[Opening SOURCE RECORDS section]

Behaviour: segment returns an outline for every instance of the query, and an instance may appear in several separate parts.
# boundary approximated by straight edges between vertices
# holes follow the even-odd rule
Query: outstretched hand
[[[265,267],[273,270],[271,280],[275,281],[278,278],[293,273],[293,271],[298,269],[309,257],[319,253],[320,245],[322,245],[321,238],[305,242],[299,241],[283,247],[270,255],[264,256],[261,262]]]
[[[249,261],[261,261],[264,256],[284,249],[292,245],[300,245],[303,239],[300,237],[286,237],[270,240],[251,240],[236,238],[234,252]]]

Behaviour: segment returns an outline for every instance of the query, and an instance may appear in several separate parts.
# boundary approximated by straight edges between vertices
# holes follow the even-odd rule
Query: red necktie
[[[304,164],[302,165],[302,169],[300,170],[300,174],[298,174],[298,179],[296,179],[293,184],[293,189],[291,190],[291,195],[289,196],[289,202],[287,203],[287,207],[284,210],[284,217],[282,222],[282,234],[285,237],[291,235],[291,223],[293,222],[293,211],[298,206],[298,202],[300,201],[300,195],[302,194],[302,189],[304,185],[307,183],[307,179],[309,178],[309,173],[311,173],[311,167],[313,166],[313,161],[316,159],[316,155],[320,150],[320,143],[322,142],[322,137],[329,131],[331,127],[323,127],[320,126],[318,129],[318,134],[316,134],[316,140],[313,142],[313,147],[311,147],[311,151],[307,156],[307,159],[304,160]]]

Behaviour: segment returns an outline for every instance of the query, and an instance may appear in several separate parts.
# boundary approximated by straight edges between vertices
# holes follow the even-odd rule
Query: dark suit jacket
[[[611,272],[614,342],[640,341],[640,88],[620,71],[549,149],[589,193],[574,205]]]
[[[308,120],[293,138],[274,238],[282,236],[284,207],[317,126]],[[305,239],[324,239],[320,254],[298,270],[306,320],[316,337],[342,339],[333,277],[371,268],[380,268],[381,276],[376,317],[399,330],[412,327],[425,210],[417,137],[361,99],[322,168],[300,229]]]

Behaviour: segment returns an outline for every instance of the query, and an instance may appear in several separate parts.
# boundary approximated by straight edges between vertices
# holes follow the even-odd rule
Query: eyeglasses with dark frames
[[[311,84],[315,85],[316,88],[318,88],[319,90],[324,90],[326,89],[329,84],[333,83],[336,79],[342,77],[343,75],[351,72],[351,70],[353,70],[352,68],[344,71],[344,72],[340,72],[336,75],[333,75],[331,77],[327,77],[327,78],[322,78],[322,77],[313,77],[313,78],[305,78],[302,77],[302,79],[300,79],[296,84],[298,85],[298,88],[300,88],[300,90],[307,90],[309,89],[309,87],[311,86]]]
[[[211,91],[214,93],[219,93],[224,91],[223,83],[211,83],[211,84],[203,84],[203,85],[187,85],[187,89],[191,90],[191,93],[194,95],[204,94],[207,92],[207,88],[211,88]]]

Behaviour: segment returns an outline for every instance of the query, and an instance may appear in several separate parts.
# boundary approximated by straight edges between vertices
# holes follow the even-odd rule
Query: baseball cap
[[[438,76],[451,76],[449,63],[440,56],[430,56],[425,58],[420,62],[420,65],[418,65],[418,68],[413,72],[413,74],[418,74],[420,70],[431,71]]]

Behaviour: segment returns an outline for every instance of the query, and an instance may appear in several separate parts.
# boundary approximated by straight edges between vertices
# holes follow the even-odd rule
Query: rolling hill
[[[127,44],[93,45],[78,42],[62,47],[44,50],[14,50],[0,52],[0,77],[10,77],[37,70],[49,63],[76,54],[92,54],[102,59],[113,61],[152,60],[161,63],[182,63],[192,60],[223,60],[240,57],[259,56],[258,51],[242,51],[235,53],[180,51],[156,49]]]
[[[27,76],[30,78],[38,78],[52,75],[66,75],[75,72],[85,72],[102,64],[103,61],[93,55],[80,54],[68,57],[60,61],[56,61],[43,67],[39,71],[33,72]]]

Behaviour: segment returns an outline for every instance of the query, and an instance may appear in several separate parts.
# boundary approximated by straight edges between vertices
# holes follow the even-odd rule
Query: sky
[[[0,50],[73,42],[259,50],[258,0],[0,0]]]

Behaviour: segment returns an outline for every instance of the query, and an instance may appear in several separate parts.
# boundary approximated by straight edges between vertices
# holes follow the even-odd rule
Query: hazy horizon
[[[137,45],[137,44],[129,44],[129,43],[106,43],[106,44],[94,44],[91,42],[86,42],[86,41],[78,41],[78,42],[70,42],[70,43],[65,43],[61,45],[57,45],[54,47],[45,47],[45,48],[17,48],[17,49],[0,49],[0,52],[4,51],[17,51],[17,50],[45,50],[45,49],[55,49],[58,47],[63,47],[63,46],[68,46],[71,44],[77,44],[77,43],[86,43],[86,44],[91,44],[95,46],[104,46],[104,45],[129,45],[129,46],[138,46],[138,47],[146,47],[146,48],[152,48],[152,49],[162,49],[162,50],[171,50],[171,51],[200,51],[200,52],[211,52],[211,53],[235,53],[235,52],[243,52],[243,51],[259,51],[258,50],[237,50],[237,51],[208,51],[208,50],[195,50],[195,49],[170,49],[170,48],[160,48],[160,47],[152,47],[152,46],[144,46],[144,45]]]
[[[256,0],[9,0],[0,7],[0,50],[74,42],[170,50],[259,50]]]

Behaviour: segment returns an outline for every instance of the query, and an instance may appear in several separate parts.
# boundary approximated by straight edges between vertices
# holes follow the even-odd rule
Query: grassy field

[Closing SOURCE RECORDS section]

## PROBLEM REQUIREMENTS
Give back all the data exactly as it was written.

## TASK RESPONSE
Behaviour: segment returns an outline for every instance of the query, and an instance may appear in several separate parts.
# boundary approximated by straight edges between vertices
# holes follow the even-odd rule
Query: outstretched hand
[[[265,267],[273,270],[271,280],[275,281],[278,278],[293,273],[293,271],[298,269],[309,257],[319,253],[320,245],[322,245],[321,238],[305,242],[299,241],[283,247],[270,255],[264,256],[261,262]]]
[[[249,261],[261,261],[264,256],[284,249],[292,245],[300,245],[303,239],[300,237],[286,237],[270,240],[251,240],[236,238],[234,252]]]

Behaviour: segment returns an outline for every instance of the query, and an instance may appear in several separate parts.
# boundary approximated by straight edges between vertices
# holes follow the even-odd rule
Query: red necktie
[[[304,164],[302,165],[302,169],[300,170],[300,174],[298,174],[298,179],[296,179],[293,184],[293,189],[291,190],[291,195],[289,196],[289,202],[287,203],[287,207],[284,210],[284,217],[282,222],[282,234],[285,237],[291,235],[291,223],[293,222],[293,211],[298,206],[298,202],[300,201],[300,195],[302,194],[302,189],[304,185],[307,183],[307,179],[309,178],[309,173],[311,173],[311,167],[313,166],[313,161],[316,159],[316,155],[320,150],[320,143],[322,142],[322,137],[329,131],[331,127],[323,127],[320,126],[318,129],[318,134],[316,134],[316,140],[313,142],[313,147],[311,147],[311,151],[307,156],[307,159],[304,160]]]

Behaviour: segment returns an outline for every instance of the query, and an instance may appear in several separate parts.
# boundary approximated by straight edges between vertices
# holes follow the even-odd rule
Query: dark suit jacket
[[[611,272],[614,342],[640,341],[640,88],[620,71],[549,149],[589,193],[574,205]]]
[[[308,120],[293,138],[274,238],[282,236],[284,207],[317,126]],[[305,239],[324,239],[320,254],[298,270],[306,320],[316,337],[342,339],[333,277],[371,268],[380,268],[381,276],[376,317],[399,330],[412,327],[425,210],[417,137],[361,99],[322,168],[300,229]]]

Behaviour: segment returns an outline for every instance of the query, and an instance may appear in several separate parts.
# boundary approximated by straight edges between vertices
# holes follow the even-odd rule
Query: eyeglasses with dark frames
[[[311,84],[315,85],[316,88],[318,88],[319,90],[324,90],[326,89],[329,84],[333,83],[336,79],[342,77],[343,75],[351,72],[351,70],[353,70],[352,68],[344,71],[344,72],[340,72],[336,75],[333,75],[331,77],[327,77],[327,78],[322,78],[322,77],[313,77],[313,78],[305,78],[302,77],[302,79],[300,79],[296,84],[298,85],[298,88],[300,88],[300,90],[307,90],[309,89],[309,87],[311,86]]]
[[[211,91],[214,93],[219,93],[224,91],[223,83],[211,83],[211,84],[203,84],[203,85],[187,85],[187,89],[191,90],[191,93],[194,95],[204,94],[207,92],[207,88],[211,88]]]

Behaviour: segment returns an outline for every instance of the query, and an instance may appear in several separate parts.
# boundary approximated by straight edges between vertices
# holes follow the even-odd rule
Query: baseball cap
[[[438,76],[451,76],[449,63],[440,56],[430,56],[425,58],[420,62],[420,65],[418,65],[418,68],[413,72],[413,74],[418,74],[420,70],[431,71]]]

Behaviour: segment returns an outline for every instance of the query, and an instance may appear in several separate parts.
# boundary approximated by straight edges between vertices
# holes follow the even-odd rule
Query: rolling hill
[[[127,44],[93,45],[78,42],[62,47],[44,50],[14,50],[0,52],[0,77],[10,77],[37,70],[49,63],[76,54],[92,54],[102,59],[113,61],[152,60],[161,63],[182,63],[192,60],[223,60],[240,57],[259,56],[258,51],[242,51],[235,53],[180,51],[156,49]]]
[[[27,76],[30,78],[38,78],[52,75],[66,75],[75,72],[85,72],[102,64],[103,61],[93,55],[80,54],[68,57],[60,61],[56,61],[43,67],[39,71],[33,72]]]

Behaviour: segment returns an outline for every instance of the query, and an instance may appear in several separate parts.
# boundary approximated by straight edges between vertices
# holes follow the even-odd rule
Query: sky
[[[0,50],[73,42],[259,50],[258,0],[0,0]]]

Behaviour: segment returns an outline for every instance of the query, and an instance may appear in several separate parts.
# boundary approximated by straight edges between vertices
# holes follow the even-odd rule
Query: hazy horizon
[[[137,45],[137,44],[129,44],[129,43],[106,43],[106,44],[94,44],[91,42],[86,42],[86,41],[78,41],[78,42],[70,42],[70,43],[65,43],[61,45],[57,45],[54,47],[45,47],[45,48],[17,48],[17,49],[0,49],[0,52],[4,51],[17,51],[17,50],[45,50],[45,49],[55,49],[58,47],[63,47],[63,46],[68,46],[71,44],[77,44],[77,43],[86,43],[86,44],[91,44],[95,46],[104,46],[104,45],[129,45],[129,46],[138,46],[138,47],[146,47],[146,48],[152,48],[152,49],[162,49],[162,50],[171,50],[171,51],[200,51],[200,52],[211,52],[211,53],[235,53],[235,52],[243,52],[243,51],[259,51],[258,50],[237,50],[237,51],[208,51],[208,50],[195,50],[195,49],[170,49],[170,48],[160,48],[160,47],[152,47],[152,46],[144,46],[144,45]]]
[[[256,0],[9,0],[0,7],[0,50],[74,42],[170,50],[259,50]]]

Behaviour: segment returns an outline for every instance of the query, and an instance may appear in several separate parts.
# boundary approximated by straight edges between vertices
# holes follow the even-odd rule
Query: grassy field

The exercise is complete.